> Written problem
Retyping should cover only the lines from the one containing "black tail in this photo, one per instance." through the final line of the records, with pictures omitted.

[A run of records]
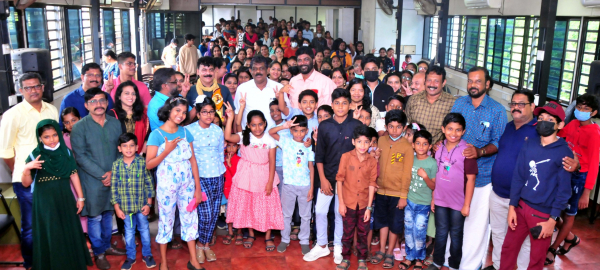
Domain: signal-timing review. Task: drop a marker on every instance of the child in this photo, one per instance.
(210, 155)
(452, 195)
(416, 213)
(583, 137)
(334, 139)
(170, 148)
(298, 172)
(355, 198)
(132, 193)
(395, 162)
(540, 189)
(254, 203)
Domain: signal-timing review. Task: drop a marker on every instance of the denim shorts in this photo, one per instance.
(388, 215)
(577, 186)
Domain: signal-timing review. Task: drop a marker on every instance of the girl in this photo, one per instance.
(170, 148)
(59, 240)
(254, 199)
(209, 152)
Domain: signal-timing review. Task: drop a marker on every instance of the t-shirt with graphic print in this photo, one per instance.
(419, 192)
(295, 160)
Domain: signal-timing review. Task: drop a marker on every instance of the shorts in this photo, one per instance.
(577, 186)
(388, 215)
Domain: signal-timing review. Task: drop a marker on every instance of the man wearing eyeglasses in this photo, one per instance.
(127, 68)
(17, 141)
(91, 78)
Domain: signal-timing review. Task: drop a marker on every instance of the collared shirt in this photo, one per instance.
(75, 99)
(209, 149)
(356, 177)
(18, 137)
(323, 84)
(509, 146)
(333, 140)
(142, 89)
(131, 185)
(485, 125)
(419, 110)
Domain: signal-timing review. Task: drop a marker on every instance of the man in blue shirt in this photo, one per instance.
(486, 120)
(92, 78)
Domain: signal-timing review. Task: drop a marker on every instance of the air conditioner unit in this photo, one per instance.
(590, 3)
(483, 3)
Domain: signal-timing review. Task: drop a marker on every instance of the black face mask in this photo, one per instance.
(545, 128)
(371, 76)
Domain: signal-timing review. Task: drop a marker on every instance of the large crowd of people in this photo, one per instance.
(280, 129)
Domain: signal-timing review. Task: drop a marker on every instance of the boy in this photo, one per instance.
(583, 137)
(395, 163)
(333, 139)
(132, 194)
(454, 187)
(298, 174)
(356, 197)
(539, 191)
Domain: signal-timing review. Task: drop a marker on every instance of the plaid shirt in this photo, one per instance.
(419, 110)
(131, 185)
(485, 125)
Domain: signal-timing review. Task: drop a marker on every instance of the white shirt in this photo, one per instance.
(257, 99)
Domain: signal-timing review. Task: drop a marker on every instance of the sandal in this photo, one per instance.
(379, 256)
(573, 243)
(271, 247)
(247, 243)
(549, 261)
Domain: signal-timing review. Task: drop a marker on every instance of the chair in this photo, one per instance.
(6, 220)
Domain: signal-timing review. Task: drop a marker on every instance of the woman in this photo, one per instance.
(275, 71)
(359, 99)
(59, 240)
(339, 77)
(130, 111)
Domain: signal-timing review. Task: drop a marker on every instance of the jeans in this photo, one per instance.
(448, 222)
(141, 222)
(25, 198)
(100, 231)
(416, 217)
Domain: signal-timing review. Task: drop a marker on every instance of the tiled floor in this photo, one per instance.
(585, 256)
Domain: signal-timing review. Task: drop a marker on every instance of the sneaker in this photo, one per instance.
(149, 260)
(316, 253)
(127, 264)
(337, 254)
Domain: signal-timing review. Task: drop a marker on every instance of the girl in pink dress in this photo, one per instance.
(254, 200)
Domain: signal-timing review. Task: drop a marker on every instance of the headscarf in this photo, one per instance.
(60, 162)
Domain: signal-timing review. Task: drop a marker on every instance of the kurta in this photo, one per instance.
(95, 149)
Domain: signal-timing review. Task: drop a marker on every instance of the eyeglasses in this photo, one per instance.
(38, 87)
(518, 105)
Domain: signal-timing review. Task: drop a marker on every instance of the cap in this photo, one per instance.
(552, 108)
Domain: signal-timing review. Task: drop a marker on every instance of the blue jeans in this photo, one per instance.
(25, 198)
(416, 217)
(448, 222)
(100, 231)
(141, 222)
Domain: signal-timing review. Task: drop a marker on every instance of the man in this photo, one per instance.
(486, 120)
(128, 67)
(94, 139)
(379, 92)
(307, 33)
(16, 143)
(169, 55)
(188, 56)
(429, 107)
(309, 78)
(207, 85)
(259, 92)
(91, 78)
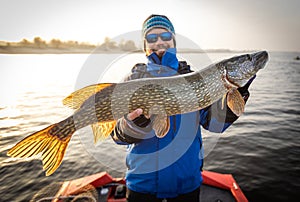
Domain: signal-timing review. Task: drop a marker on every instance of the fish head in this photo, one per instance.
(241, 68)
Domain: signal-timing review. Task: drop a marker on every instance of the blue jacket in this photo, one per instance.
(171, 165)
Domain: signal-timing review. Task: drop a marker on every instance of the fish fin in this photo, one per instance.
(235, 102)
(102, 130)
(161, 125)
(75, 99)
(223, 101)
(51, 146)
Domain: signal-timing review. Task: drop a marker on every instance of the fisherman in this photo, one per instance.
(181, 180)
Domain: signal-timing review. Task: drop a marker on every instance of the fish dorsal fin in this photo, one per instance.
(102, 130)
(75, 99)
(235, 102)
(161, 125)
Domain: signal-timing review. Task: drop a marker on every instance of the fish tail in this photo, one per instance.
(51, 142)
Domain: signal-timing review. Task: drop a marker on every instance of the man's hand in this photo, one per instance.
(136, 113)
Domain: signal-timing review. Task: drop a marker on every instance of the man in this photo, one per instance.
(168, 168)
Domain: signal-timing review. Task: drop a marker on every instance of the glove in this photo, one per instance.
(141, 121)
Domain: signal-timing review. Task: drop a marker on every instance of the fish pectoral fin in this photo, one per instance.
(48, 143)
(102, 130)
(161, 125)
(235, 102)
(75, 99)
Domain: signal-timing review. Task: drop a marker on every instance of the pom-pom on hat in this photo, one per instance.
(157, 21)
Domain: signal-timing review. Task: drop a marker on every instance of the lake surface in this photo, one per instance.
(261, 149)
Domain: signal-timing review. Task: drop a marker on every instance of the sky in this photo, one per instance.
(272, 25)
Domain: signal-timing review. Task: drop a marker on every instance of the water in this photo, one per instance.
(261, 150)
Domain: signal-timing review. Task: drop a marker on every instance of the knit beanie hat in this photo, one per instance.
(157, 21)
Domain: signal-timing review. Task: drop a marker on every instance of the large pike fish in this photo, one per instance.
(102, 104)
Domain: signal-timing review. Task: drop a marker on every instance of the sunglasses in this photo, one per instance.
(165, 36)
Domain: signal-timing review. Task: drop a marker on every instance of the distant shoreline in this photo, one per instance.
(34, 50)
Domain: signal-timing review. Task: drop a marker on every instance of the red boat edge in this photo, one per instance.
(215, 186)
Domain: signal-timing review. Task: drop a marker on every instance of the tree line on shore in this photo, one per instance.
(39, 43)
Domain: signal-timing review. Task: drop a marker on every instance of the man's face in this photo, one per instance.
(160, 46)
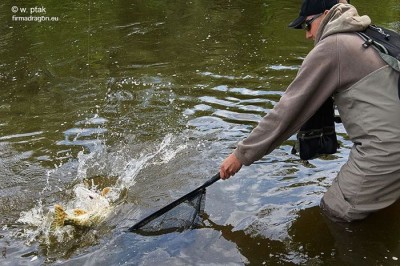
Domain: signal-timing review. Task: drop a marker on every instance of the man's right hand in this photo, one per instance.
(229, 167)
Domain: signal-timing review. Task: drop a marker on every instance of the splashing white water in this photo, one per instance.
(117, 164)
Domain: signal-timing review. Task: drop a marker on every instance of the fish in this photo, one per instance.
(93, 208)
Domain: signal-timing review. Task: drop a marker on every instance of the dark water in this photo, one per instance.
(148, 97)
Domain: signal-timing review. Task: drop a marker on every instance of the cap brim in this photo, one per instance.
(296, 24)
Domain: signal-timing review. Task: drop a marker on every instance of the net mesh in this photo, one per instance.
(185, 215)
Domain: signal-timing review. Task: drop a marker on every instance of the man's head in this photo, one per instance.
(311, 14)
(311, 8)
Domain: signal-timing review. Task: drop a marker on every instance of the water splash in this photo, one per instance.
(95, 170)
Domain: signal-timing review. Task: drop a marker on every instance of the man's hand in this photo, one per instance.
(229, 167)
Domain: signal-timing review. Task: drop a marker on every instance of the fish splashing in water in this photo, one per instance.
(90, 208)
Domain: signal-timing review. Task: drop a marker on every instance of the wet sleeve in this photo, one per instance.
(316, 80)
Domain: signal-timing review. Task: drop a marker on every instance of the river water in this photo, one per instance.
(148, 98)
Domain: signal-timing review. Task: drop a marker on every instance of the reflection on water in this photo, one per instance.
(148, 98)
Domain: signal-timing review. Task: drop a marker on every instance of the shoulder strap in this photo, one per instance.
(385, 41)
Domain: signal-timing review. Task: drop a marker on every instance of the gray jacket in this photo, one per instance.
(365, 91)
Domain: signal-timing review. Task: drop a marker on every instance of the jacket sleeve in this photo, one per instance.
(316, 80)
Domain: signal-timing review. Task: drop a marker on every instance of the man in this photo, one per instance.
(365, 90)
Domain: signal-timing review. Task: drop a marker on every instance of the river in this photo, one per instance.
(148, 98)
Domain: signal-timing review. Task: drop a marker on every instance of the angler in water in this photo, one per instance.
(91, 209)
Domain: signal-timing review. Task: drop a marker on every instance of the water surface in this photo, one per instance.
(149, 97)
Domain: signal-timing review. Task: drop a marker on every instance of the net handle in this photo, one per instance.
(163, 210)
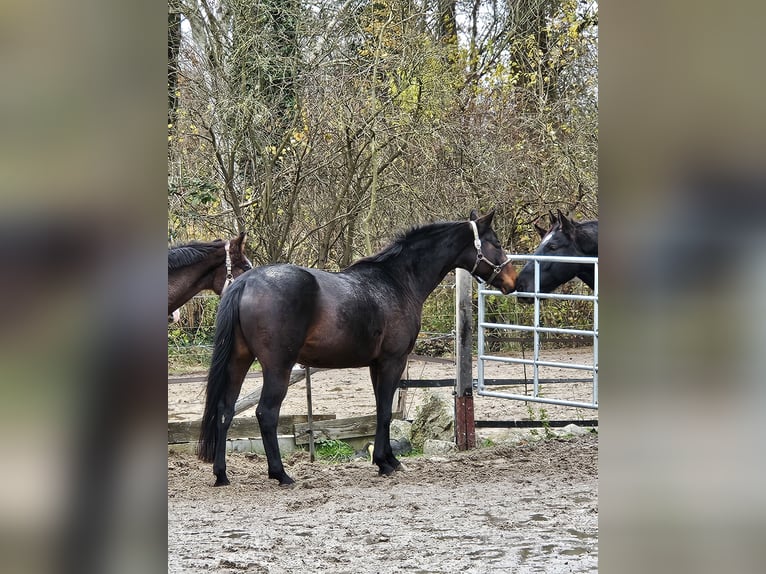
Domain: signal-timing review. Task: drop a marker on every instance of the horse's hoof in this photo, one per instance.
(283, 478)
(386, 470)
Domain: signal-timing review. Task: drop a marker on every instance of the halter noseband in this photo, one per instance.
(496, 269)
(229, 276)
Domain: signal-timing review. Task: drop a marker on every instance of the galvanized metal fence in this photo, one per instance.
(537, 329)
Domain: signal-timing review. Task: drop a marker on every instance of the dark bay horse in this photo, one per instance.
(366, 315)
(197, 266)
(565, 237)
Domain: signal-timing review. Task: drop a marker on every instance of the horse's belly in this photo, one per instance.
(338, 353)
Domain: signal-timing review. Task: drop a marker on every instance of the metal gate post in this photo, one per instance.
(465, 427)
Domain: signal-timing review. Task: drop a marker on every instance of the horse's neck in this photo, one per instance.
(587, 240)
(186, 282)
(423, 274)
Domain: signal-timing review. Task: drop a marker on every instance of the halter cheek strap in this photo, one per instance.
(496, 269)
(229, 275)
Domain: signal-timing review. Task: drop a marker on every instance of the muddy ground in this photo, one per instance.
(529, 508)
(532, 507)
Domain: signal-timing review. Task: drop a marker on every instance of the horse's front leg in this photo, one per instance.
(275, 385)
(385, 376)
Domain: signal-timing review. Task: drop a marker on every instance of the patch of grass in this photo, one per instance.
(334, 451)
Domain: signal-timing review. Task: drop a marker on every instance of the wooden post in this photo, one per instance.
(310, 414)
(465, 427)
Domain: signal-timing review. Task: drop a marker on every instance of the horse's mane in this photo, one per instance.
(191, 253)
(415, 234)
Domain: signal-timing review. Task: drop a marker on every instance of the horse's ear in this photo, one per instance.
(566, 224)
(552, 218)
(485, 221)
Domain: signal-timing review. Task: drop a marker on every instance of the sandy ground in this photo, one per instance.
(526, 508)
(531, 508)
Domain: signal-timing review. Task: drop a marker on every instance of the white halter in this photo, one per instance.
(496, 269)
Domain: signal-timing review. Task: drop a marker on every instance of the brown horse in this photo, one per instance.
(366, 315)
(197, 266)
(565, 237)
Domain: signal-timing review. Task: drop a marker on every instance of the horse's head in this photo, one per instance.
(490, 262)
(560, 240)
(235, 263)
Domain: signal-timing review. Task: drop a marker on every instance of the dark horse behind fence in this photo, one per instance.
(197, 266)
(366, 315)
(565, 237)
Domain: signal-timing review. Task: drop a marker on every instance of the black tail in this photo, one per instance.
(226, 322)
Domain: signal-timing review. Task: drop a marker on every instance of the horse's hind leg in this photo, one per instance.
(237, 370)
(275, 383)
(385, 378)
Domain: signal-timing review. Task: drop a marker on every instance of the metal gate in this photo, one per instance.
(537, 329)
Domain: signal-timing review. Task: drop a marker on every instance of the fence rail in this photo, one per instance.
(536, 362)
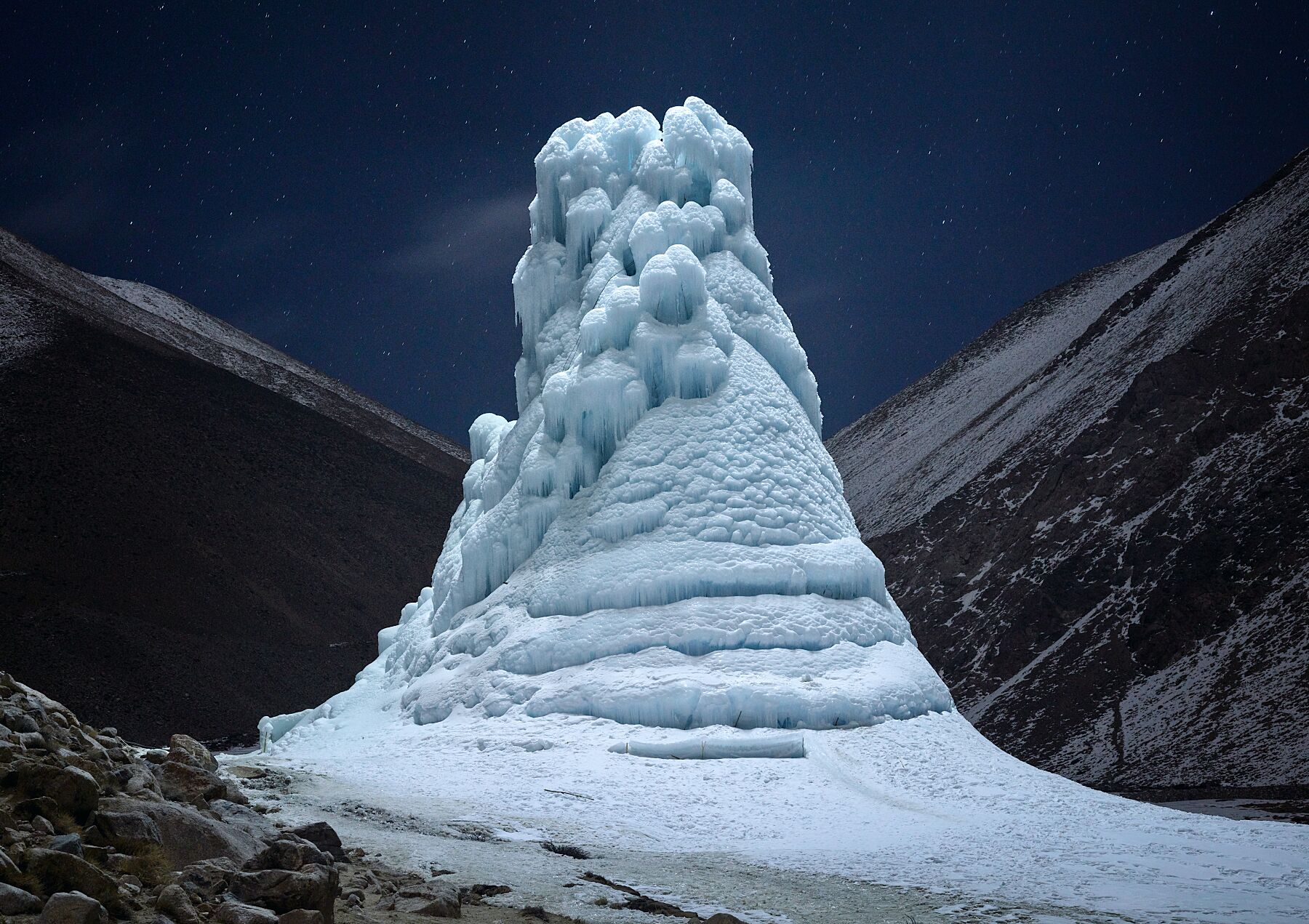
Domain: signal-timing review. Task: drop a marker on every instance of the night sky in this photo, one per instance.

> Exercise answer
Domain: signal-timing review. Task: drop a marker on every instance of the black tail in this photo, one per instance.
(226, 322)
Domain: signal-timing review. Task: drop a marker on every instance of the horse's hind leg in this photo, one per instance.
(237, 370)
(275, 383)
(385, 378)
Domain: signal-timing review. Task: drop a marker on every instance of the metal gate in this photo, one per instance.
(537, 329)
Domain: signal-timing review. Task: drop a marker on every instance of the fence rail in this photo, one per instance.
(536, 362)
Domain: signal-timing review. Task: drop a marker on every instance of the night sky in this photo, one per instance.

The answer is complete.